- [Instructions to follow]: Count the lines in the records below that contain the string "water", with uppercase and lowercase treated as different, and reply with that number alone.

- [Listed entries]:

= = = =

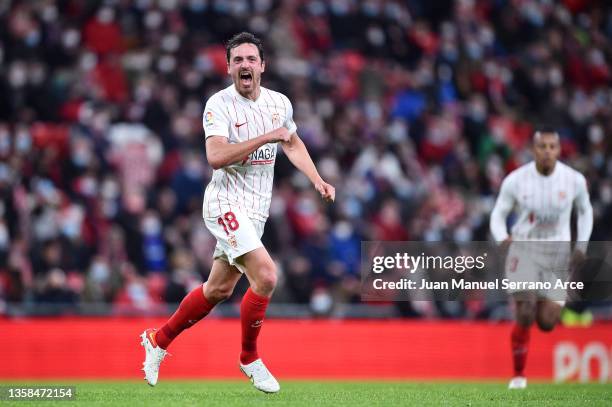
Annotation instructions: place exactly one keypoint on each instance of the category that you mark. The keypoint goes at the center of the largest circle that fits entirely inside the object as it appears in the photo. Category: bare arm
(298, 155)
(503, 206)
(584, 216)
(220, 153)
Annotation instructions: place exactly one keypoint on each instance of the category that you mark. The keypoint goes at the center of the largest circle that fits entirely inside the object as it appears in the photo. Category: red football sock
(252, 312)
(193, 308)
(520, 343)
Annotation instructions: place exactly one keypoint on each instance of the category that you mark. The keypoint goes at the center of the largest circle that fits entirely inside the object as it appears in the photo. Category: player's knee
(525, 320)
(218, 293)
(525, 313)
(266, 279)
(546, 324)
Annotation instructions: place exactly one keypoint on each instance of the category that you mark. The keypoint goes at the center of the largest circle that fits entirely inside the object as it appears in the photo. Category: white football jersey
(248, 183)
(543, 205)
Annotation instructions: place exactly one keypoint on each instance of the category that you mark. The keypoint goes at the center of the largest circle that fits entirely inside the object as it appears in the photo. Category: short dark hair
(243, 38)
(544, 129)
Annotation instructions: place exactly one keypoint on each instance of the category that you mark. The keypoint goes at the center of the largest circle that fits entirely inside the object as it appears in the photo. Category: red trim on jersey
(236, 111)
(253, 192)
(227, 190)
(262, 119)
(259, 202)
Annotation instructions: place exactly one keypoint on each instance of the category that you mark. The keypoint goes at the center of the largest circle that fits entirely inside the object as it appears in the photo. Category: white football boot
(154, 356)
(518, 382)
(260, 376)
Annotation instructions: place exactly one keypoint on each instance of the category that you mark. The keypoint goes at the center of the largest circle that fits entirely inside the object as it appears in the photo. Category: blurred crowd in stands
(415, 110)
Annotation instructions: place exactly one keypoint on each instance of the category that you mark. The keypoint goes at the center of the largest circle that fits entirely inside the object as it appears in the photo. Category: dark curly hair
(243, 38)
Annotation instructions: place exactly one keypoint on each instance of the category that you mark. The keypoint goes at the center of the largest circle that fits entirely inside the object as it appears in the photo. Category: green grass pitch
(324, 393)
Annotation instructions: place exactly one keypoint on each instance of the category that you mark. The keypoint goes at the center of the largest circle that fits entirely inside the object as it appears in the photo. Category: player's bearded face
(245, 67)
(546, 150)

= = = =

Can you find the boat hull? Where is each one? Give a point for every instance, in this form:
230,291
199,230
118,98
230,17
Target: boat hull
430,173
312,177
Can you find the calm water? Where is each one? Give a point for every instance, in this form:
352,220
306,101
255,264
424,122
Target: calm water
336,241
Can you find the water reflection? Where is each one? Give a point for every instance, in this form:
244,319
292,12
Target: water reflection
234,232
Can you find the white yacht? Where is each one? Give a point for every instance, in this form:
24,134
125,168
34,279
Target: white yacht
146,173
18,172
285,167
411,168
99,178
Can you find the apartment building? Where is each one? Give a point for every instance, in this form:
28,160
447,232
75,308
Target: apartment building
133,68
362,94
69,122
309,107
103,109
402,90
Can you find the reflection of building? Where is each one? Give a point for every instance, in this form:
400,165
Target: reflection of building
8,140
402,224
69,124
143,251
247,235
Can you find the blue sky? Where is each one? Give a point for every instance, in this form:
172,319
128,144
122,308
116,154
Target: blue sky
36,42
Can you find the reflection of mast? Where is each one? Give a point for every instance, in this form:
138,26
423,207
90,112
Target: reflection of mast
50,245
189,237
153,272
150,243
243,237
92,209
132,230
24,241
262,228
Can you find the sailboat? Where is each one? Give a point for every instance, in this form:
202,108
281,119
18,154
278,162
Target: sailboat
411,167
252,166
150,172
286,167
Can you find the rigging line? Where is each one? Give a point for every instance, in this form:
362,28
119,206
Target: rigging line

= = = =

- [Solution to the problem]: 4